◆ Your assignment ◆
Identify all lines in the data containing the string "white". Copy them out.
(Exercise data begins)
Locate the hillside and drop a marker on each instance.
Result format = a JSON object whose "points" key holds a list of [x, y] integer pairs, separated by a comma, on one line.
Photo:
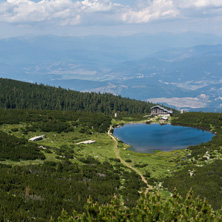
{"points": [[21, 95]]}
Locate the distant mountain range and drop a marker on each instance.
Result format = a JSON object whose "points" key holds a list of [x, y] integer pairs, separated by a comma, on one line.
{"points": [[180, 70]]}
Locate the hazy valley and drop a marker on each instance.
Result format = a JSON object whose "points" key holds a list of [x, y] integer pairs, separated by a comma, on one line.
{"points": [[184, 73]]}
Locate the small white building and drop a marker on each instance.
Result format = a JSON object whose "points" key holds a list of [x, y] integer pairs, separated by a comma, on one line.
{"points": [[164, 118], [36, 138], [160, 111]]}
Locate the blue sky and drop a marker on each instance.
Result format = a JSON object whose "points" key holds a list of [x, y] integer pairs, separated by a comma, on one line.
{"points": [[108, 17]]}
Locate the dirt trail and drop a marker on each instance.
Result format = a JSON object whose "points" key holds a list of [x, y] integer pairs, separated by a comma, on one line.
{"points": [[127, 164]]}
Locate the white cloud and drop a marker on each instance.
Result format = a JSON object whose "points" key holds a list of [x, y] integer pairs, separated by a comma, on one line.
{"points": [[158, 9], [73, 12]]}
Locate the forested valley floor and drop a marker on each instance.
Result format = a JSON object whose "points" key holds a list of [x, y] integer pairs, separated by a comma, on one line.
{"points": [[47, 179]]}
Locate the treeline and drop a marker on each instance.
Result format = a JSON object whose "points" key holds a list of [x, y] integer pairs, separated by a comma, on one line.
{"points": [[150, 207], [20, 95], [55, 121], [204, 166], [206, 121], [37, 193]]}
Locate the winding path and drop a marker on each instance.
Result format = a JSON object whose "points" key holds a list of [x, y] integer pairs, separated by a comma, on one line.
{"points": [[127, 164]]}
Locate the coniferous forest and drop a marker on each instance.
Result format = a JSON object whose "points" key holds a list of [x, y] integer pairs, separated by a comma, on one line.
{"points": [[20, 95], [49, 179]]}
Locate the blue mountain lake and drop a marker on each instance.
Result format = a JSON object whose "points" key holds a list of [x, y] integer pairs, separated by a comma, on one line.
{"points": [[146, 138]]}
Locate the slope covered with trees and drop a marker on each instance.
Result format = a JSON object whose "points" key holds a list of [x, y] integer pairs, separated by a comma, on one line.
{"points": [[203, 170], [20, 95]]}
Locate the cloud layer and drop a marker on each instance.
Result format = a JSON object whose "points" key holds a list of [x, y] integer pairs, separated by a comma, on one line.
{"points": [[76, 12]]}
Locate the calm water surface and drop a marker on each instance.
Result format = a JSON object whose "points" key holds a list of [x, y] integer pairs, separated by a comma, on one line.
{"points": [[146, 138]]}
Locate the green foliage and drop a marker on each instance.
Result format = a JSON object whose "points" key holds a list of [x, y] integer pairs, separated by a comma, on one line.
{"points": [[206, 181], [206, 121], [55, 121], [37, 192], [150, 207], [13, 148], [21, 95], [203, 171]]}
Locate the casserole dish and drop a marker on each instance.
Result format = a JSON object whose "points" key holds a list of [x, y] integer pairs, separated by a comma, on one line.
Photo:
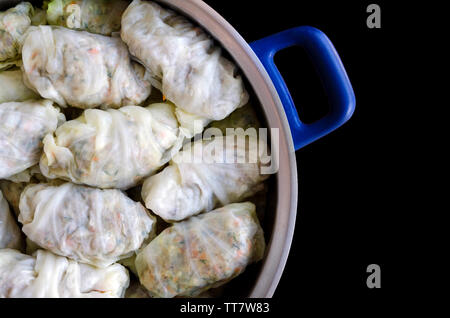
{"points": [[287, 132]]}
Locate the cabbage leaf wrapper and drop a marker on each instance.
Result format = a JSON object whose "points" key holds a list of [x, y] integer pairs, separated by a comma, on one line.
{"points": [[13, 89], [198, 181], [95, 16], [93, 226], [112, 148], [10, 235], [202, 252], [81, 69], [23, 126], [45, 275], [14, 23], [183, 62]]}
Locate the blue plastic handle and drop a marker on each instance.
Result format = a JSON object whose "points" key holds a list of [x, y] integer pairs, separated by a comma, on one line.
{"points": [[331, 71]]}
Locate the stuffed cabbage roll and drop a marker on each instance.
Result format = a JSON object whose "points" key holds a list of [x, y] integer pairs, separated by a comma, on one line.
{"points": [[11, 192], [198, 181], [14, 23], [10, 235], [136, 290], [96, 16], [203, 252], [81, 69], [183, 61], [23, 125], [113, 148], [93, 226], [6, 65], [13, 88], [13, 187], [45, 275]]}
(Exercise data ends)
◆ The completed task ◆
Locate the small white building and drop a marker on each instance.
Locate the white cloud and drop a marker on each instance.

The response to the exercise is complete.